**TASK PROMPT:** The records below are to be repeated in full, exactly as they are.
___ TASK MATERIAL
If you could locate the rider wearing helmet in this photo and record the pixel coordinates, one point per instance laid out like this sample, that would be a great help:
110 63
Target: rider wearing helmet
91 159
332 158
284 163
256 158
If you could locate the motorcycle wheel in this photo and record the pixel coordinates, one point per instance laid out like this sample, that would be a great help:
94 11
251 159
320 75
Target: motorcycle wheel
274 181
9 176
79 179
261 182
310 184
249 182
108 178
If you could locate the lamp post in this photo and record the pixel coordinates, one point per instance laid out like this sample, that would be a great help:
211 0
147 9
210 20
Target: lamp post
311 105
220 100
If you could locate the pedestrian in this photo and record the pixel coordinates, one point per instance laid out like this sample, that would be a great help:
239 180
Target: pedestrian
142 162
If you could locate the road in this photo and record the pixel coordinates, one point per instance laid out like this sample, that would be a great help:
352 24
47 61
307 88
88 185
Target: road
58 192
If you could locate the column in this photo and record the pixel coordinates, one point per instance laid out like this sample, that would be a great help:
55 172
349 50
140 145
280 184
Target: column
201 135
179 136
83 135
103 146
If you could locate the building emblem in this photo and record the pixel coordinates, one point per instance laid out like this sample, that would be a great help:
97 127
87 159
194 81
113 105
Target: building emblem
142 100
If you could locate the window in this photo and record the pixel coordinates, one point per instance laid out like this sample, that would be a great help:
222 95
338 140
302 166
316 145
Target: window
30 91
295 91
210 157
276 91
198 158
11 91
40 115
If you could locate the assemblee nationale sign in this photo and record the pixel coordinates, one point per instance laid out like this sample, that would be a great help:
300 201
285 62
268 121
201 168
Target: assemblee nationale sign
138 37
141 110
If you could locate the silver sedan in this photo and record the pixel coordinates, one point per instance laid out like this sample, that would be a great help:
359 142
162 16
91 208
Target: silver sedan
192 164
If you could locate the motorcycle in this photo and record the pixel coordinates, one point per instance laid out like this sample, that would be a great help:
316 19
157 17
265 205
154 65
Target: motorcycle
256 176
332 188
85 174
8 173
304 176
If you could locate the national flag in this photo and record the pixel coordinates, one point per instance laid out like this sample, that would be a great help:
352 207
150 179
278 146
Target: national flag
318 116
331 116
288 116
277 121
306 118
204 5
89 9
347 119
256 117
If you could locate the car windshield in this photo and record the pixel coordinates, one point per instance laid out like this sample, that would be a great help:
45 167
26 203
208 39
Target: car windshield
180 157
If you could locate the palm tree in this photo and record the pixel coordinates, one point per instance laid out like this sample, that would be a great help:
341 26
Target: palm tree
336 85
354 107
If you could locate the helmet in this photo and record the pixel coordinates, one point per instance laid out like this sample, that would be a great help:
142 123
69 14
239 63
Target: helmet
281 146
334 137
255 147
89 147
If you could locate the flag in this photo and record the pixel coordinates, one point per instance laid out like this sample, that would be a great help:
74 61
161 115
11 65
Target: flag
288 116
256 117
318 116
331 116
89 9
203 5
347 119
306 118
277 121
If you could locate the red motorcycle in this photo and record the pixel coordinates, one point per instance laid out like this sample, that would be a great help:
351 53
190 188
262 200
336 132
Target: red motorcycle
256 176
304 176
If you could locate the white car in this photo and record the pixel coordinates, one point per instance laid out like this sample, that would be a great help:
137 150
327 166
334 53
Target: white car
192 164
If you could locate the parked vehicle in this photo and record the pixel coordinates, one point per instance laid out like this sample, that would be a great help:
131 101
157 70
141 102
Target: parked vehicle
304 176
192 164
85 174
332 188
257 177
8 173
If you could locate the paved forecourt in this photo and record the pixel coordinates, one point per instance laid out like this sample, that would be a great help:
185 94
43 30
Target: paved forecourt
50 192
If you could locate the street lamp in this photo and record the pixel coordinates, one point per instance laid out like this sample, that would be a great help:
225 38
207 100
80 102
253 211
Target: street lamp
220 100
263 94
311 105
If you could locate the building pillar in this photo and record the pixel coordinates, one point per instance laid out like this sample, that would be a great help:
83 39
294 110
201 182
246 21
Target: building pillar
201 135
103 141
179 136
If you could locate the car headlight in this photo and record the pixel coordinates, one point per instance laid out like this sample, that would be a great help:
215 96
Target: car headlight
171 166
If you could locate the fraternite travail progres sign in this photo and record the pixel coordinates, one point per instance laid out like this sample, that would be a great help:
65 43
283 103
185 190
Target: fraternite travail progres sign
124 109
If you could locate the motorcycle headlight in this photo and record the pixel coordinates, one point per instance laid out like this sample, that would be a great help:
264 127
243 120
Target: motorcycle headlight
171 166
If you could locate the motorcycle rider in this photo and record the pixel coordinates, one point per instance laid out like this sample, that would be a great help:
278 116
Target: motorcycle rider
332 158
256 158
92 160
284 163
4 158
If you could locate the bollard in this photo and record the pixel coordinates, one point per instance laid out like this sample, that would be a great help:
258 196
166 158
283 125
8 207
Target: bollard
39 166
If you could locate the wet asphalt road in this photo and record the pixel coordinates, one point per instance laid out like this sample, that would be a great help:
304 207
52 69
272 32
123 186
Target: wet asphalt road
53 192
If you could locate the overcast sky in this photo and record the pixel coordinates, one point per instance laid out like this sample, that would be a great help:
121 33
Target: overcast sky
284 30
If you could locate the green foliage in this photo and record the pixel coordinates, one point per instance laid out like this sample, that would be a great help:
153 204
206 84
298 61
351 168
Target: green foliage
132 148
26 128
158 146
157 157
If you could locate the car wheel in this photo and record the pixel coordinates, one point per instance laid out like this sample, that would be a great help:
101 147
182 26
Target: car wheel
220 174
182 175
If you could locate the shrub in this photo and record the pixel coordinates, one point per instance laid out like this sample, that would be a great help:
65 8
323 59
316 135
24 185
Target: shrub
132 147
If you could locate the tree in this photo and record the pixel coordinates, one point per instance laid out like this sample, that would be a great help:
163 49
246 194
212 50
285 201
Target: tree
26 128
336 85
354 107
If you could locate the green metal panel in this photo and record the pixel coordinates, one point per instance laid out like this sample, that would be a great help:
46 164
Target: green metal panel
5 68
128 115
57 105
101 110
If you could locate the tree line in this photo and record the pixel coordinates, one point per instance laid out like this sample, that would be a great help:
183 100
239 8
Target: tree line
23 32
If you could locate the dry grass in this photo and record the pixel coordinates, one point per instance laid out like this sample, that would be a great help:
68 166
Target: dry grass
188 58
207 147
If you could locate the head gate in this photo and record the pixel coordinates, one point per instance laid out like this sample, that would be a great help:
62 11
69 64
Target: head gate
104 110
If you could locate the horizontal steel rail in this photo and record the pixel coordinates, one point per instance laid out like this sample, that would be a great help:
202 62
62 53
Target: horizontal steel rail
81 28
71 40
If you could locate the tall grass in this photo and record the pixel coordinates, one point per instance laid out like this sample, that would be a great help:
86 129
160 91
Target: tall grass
______
**RESULT OF THE TASK:**
If you could locate the rider wearing helmet in this photo and record the pixel coordinates, one point per instance laid out like this sample, that would be a great help:
110 63
Target: rider wearing helmet
91 159
332 158
284 163
256 158
If you could locate the motorcycle wheel in this photo and record the pixel coordinates, one point per instance laid out like this sample, that would be a great help:
94 11
251 159
320 75
Target: motorcycle wheel
274 181
9 176
79 179
261 182
310 184
249 182
108 178
If you could locate the lamp post in this photo and record the pixel coordinates, one point per instance laid out like this sample, that would be a great help:
211 0
147 9
210 20
Target: lamp post
311 105
220 100
If you could locate the pedestrian in this photo and record the pixel coordinates, one point per instance laid out like this sample, that would be a great help:
239 180
Target: pedestrian
142 162
If you could locate the road in this photo and record the pixel coordinates, one point per instance laid out like this sample, that would be a great help:
352 24
47 61
307 88
88 185
Target: road
58 192
If you could locate the column in this photo and record the pixel coordinates, one point per instance laid out like this sample, that would be a great help:
55 172
349 50
140 145
280 184
Target: column
201 135
179 136
83 135
103 146
If you could locate the building emblem in this photo and record the pixel coordinates, one point per instance laid out like this sample, that would be a great help:
97 127
87 159
194 81
113 105
Target: building emblem
142 100
If you could locate the window in this photo and record the pixel coordinates, one point per instance laid out like this sample, that would be a great help:
222 95
338 140
302 166
316 145
Target: window
30 91
295 91
210 157
276 91
198 158
11 91
40 115
If you could locate the assemblee nationale sign in this photo and record the pixel coordinates, one point per instance laid out like this sample, that would be a great help:
300 201
285 62
268 121
201 168
Target: assemblee nationale sign
138 37
141 110
If you could locate the silver sedan in this photo and record the pixel coordinates, one point per instance laid out like this sample, that would be a great help:
359 142
162 16
91 208
Target: silver sedan
192 164
If you could locate the motorcycle in this photo and record the pixel coordinates, one point per instance laid out like this sample, that would be a great help:
316 19
157 17
265 205
154 65
Target: motorcycle
256 176
332 188
85 174
8 173
304 176
If you could locate the national flag in this photo and record the pixel coordinates, one point per instance laid out like this sample, that would be a great help:
352 207
150 179
278 146
Target: national flag
318 116
331 116
288 116
277 121
306 118
204 5
89 9
347 119
256 117
If you could locate the car windshield in this photo and record the pixel coordinates, one point per instance laid out like this sample, that would be a great help:
45 167
26 203
208 39
Target: car windshield
180 157
If you could locate the palm tree in this photo and record the pixel coordinates, one point per instance laid out like this sample, that would be a great help:
341 26
Target: palm tree
336 85
354 107
If you could locate the helmet in this photo and record the pixel coordinates, one point per instance laid out like this sample, that would be a great help:
142 123
69 14
239 63
Target: helmet
281 146
334 137
255 147
89 147
If you could locate the flag in this photo and record the pixel coordinates, one point per instance laid out like this sample, that would be a great help:
74 61
161 115
11 65
Target: flag
288 116
256 117
318 116
331 116
89 9
203 5
347 119
306 118
277 121
If you could locate the red motorcycle in this photo and record the pixel coordinates, one point per instance laid out like this sample, that would be a great help:
351 53
190 188
262 200
336 132
Target: red motorcycle
256 176
304 176
If you could locate the white car in this photo and record the pixel coordinates, one point per instance laid out like this sample, that would be a great help:
137 150
327 166
334 53
Target: white car
192 164
If you could locate the parked vehicle in this photo and record the pixel coordinates, one point per instance laid out like this sample, that would be a great help:
131 101
157 70
141 102
Target: parked vehicle
304 176
192 164
85 174
332 188
257 177
8 173
If you could locate the paved forecourt in this photo and record the pixel coordinates, one point per instance laid out like this sample, that would be a great help:
185 94
43 30
Target: paved forecourt
50 192
If you could locate the street lamp in this photo and record the pixel coordinates, one point per instance laid out like this sample, that would be a great help:
225 38
207 100
80 102
253 211
Target: street lamp
220 100
263 94
311 105
If you could locate the building pillar in this photo and record the pixel coordinates, one point per instance laid out like this sample, that would be a great help:
83 39
294 110
201 182
246 21
Target: building pillar
201 135
103 141
179 136
If you could locate the car headlight in this photo and record the pixel coordinates, one point per instance laid out like this sample, that would be a great help:
215 96
Target: car headlight
171 166
If you could locate the fraternite travail progres sign in this photo and record the pixel coordinates, one point per instance laid out like this sample, that would be a great help:
65 43
283 103
185 190
Target: fraternite travail progres sign
124 109
If you could locate the motorcycle headlight in this photo and record the pixel coordinates, one point per instance laid out like this sample, that would be a great help:
264 127
243 120
Target: motorcycle headlight
171 166
If you could locate the motorcycle rider in this photo and record the pixel coordinates, one point per instance laid out like this sample, that would be a great help:
278 116
Target: motorcycle rider
332 158
256 158
92 160
284 163
4 158
If you could locate the bollard in this photo and record the pixel coordinates, one point per instance laid out like this sample, that would be a great help:
258 196
166 158
283 125
8 207
Target: bollard
39 166
If you could locate the wet asphalt road in this photo and record the pixel coordinates, one point per instance laid out like this sample, that would be a great help:
304 207
52 69
272 32
123 186
Target: wet asphalt road
53 192
If you could locate the overcast sky in this photo and record the pixel coordinates, one point per instance laid out like this sample, that would be a great help:
121 33
Target: overcast sky
284 30
If you could locate the green foliage in this photo and record the pixel coordinates, one point per instance laid out like this sample, that would be a great help:
153 204
206 84
298 61
351 168
Target: green foliage
132 148
26 128
158 146
157 157
If you could locate the car wheel in this photo and record the pixel coordinates, one point per instance laid out like this sample, that would be a great help:
101 147
182 26
Target: car wheel
220 174
182 175
If you could locate the shrub in this photo and record the pixel coordinates, one point per instance laid out like this sample, that would be a great help:
65 8
323 59
316 135
24 185
Target: shrub
132 147
If you could locate the tree in this photo and record the pixel coordinates, one point per instance laid out like this sample, that would be a great help:
163 49
246 194
212 50
285 201
Target: tree
26 128
336 85
354 107
If you could locate the green metal panel in this photo and record the pixel coordinates, one point per instance laid out like this sample, that would be a great help:
46 164
Target: green metal panel
5 68
128 115
57 105
101 110
If you could locate the tree line in this photo and record the pixel coordinates, one point per instance laid out like this sample, that would be a great help:
183 100
239 8
Target: tree line
23 32
If you could locate the dry grass in this photo and record the pixel coordinates, one point per instance laid out like this sample, that would be a great help:
68 166
Target: dry grass
188 58
207 147
If you could locate the head gate in this photo and record the pixel coordinates, one point per instance laid out like this sample, that would be a great help:
62 11
69 64
Target: head gate
104 110
If you could locate the horizontal steel rail in this photo and record the pixel coordinates, one point per instance laid out like this sample, that would be a great help:
202 62
62 53
Target: horizontal steel rail
81 28
71 40
If you could locate the tall grass in this photo and record the pixel coordinates, one point per instance laid out like this sample, that would be a great help:
86 129
160 91
Target: tall grass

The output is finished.